→ **DOCUMENT EXCERPT**:
============================================================

Dearest Giant Bomb, this year I had a lot of trouble staying near a console because one would just not fit in a backpack on my travels around the world writing about game developers. Lucky for me I dual boot a Macbook and sneak conjugal visits with game developers’ consoles on the regular. So you’ll forgive me if my list is a little esoteric this year: I managed to play even fewer games outside my regular Rock Paper Shotgun remit than usual. I have this column called S.EXE over at RPS you see--it’s about sex and relationship themes in games--and the deadline for it limits my scope in what I get to play. But there was plenty interesting stuff in my year. In no particular order, for your delectation:

10. Middle-Earth: Shadow of Mordor

I guess this one snuck out of nowhere and kicked me in the shins because, I confess (and so many people I love will not speak to me for weeks about this) I just don’t really get on with Tolkien or his worlds. It all started when I realised lore was making my life miserable. Blah blah blah deposing the Inquisitor this and blah blah blah vestigial brides of the Eye of Sauron that and ooh an essay on blades of grass on hills and Tom Bombadil has a flower I COULD GO ON BUT I WON’T ELVEN POETRY ELVEN POETRY.

============================================================

→ **INFORMATION SUPPLIED**:

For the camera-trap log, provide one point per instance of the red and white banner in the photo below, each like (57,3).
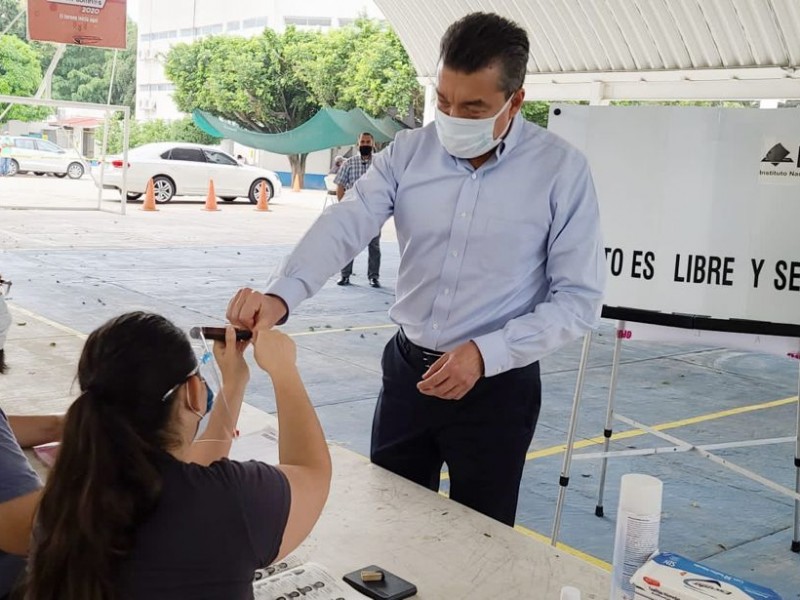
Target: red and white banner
(99,23)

============================================================

→ **PROBLEMS**:
1. Reproduce the part of the Giant Bomb list excerpt between "I guess this" and "POETRY ELVEN POETRY.", inclusive.
2. In the Giant Bomb list excerpt, what subject does the S.EXE column at Rock Paper Shotgun cover?

→ **ANSWER SET**:
1.
I guess this one snuck out of nowhere and kicked me in the shins because, I confess (and so many people I love will not speak to me for weeks about this) I just don’t really get on with Tolkien or his worlds. It all started when I realised lore was making my life miserable. Blah blah blah deposing the Inquisitor this and blah blah blah vestigial brides of the Eye of Sauron that and ooh an essay on blades of grass on hills and Tom Bombadil has a flower I COULD GO ON BUT I WON’T ELVEN POETRY ELVEN POETRY.

2. Sex and relationship themes in games.